Middle Management: Evaluating New Insights to Obesity and Weight Control Options

June2022CoverEN

As obesity continues to reach epidemic proportions, endocrine researchers are at the forefront of discovering new methods to help clinicians and patients alike to manage and even conquer obesity and its plethora of comorbidities. Here, we look at three recent studies that take these solutions from the bench to the bedside and even to the sidewalks.

Obesity and its sequelae continue to jeopardize patients’ health and keep our healthcare system in a tailspin. But researchers are doing their utmost to bring new insights into this complex disease to help clinicians and patients better manage obesity and its comorbidities and maybe even prevent them.

In addition, as dedicated as researchers and clinicians have been in battling this public health epidemic, some help from policymakers and stakeholders outside the medical sphere would bring us much closer to winning this war.

Three recent studies provide three different viewpoints on obesity: two examine obesity, diabetes, and renal function from two different angles and study methods, and a third explores the relationship between physical environment, obesity, and diabetes.

Obesity, Diabetes, and Renal Function

In “Obesity and Chronic Kidney Disease in U.S. Adults With Type 1 and Type 2 Diabetes Mellitus,” published in the May issue of The Journal of Clinical Endocrinology & Metabolism (JCEM), Elizabeth Selvin, PhD, MPH, of the Johns Hopkins Bloomberg School of Public Health in Baltimore, Md., and team take a look at how renal function is affected in patients with obesity and type 1diabetes.

__The data__
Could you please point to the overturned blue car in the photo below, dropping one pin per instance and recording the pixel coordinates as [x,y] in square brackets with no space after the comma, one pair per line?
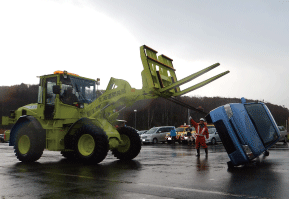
[246,129]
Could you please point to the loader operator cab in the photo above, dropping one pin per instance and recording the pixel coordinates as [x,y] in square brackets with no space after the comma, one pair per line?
[69,88]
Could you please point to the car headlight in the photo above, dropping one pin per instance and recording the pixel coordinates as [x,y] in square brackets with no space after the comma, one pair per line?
[248,151]
[228,110]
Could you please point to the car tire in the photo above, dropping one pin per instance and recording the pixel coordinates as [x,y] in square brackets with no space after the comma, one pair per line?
[230,165]
[132,146]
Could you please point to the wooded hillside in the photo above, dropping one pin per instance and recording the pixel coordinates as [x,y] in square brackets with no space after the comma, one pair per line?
[149,113]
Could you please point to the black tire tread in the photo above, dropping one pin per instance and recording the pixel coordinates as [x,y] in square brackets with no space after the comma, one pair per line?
[35,151]
[101,144]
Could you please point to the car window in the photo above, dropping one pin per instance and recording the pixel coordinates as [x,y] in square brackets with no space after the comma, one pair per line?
[212,130]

__Required actions__
A. In the obesity article, give the passage starting at "In addition, as" and ending at "obesity, and diabetes." again, with "policymakers" updated to "lawmakers".
B. According to the obesity article, which school is Elizabeth Selvin affiliated with?
C. Continue the obesity article from its last sentence.

__Results of the tasks__
A.
In addition, as dedicated as researchers and clinicians have been in battling this public health epidemic, some help from lawmakers and stakeholders outside the medical sphere would bring us much closer to winning this war.

Three recent studies provide three different viewpoints on obesity: two examine obesity, diabetes, and renal function from two different angles and study methods, and a third explores the relationship between physical environment, obesity, and diabetes.

B. The Johns Hopkins Bloomberg School of Public Health in Baltimore, Md.

C.
The link between obesity, diabetes mellitus type 2, and chronic kidney disease (CKD) is well characterized, but that association in the setting of type 1 diabetes has not been fully investigated, leading the team to try to fill that gap. In addition, despite improvements in treatment, people with type 1 diabetes have a life expectancy 12 years lower than the general population, which studies suggest is due to chronic diseases, including CKD. Even so, the kidney function of patients with diabetes of either type is undertested, despite guidelines recommending testing annually.

For their study, Selvin and team compared how the association of obesity, type 1 diabetes, and CKD in a cohort of 4,060 patients measured up against a cohort of 135,458 patients with obesity, type 2 diabetes, and CKD, using data from patients for both cohorts ages 18 years old and older receiving primary care from the Geisinger Health System serving central and northeastern Pennsylvania between January 1, 2004, and December 31, 2018. Data from 47,611 patients without diabetes taken from the 1999–2018 National Health and Nutrition Examination Survey (NHANES) served as a control. Outcome measurements were obtained from routine clinical care and included body mass index (BMI) and estimated glomerular filtration rate (eGFR). Obesity = mean BMI ≥30 kg/m2, and low eGFR = mean eGFR <60 mL/min/1.73 m2.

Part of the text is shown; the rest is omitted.